Objectif énoncé 1: Extrayez des entrées ci-dessous chaque ligne qui contient la chaîne « coiled ». Tenez compte de la casse.

Document:
************

19      En Bulgarie, la directive 86/653 a été transposée par une modification de la loi de commerce (DV no 59, du 21 juillet 2006).

 Le litige au principal et la question préjudicielle

20      Unamar, en qualité d’agent commercial, et NMB, en qualité de commettant, ont conclu, au cours de l’année 2005, un contrat d’agence commerciale portant sur l’exploitation du service de transport maritime régulier par conteneurs de NMB. Le contrat, conclu pour une année et renouvelé annuellement jusqu’au 31 décembre 2008, prévoyait que celui-ci était régi par le droit bulgare et que tout litige relatif audit contrat serait tranché par la chambre d’arbitrage instituée auprès de la chambre de commerce et d’industrie de Sofia (Bulgarie). Par circulaire du 19 décembre 2008, NMB a communiqué à ses agents qu’elle était contrainte, pour des raisons économiques, de mettre fin aux rapports contractuels. Dans ce contexte, le contrat d’agence conclu avec Unamar a été prolongé uniquement jusqu’au 31 mars 2009.

************

Données fournies:
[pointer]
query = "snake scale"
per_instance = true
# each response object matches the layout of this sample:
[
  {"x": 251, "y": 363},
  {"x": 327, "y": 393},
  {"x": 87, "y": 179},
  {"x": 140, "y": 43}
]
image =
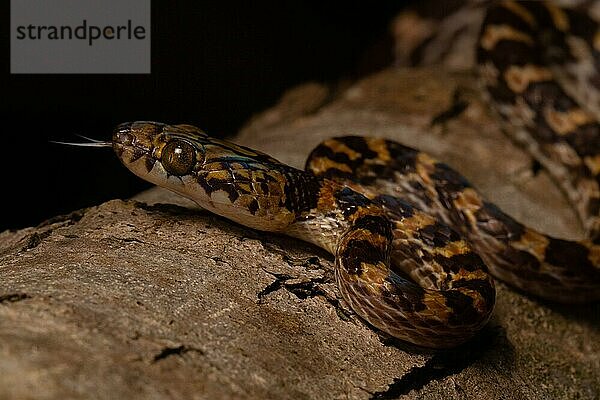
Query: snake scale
[{"x": 415, "y": 244}]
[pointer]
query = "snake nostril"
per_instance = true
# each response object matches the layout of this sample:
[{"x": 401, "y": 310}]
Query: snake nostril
[{"x": 122, "y": 134}]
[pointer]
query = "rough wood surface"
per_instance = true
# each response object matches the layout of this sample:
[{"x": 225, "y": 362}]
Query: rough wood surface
[{"x": 153, "y": 298}]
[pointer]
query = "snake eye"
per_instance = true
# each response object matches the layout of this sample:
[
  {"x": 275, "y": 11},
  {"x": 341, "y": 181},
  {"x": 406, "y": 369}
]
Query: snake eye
[{"x": 178, "y": 157}]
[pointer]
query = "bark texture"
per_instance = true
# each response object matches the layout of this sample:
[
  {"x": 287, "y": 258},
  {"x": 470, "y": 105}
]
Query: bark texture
[{"x": 153, "y": 298}]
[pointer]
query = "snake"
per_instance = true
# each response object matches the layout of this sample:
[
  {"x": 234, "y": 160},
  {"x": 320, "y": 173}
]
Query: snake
[{"x": 416, "y": 246}]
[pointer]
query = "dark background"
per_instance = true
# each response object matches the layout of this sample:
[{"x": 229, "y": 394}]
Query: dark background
[{"x": 214, "y": 64}]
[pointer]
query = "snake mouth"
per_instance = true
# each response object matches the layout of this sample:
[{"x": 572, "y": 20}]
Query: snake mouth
[{"x": 134, "y": 140}]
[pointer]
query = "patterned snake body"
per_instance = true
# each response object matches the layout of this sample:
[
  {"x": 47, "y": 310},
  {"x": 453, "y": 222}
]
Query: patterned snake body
[{"x": 413, "y": 240}]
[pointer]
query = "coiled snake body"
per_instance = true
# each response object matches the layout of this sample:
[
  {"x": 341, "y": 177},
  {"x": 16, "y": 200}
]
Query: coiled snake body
[{"x": 413, "y": 240}]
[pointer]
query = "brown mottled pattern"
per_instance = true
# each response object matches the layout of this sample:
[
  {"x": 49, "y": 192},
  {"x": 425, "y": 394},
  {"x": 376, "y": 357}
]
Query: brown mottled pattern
[
  {"x": 539, "y": 64},
  {"x": 547, "y": 267}
]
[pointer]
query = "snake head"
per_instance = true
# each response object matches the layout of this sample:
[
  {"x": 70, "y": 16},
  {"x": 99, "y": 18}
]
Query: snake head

************

Objectif énoncé 2: Reprenez l'extrait sur le litige entre Unamar et NMB et poursuivez-le à partir de sa dernière phrase.

Réponse finale 1:
query = "coiled snake body"
Query: coiled snake body

Réponse finale 2:
21      Estimant qu’il avait été irrégulièrement mis fin au contrat d’agence commerciale, Unamar a engagé, le 25 février 2009, une action devant le rechtbank van koophandel van Antwerpen (tribunal de commerce d’Anvers) en vue d’obtenir la condamnation de NMB au paiement de diverses indemnités prévues par la loi relative au contrat d’agence commerciale, à savoir une indemnité compensatoire de préavis, une indemnité d’éviction et une indemnité complémentaire du chef de licenciement de personnel, soit au total une somme de 849 557,05 euros.

22      À son tour, NMB a demandé devant le même tribunal la condamnation d’Unamar au paiement d’une somme de 327 207,87 euros, au titre d’arriérés de fret.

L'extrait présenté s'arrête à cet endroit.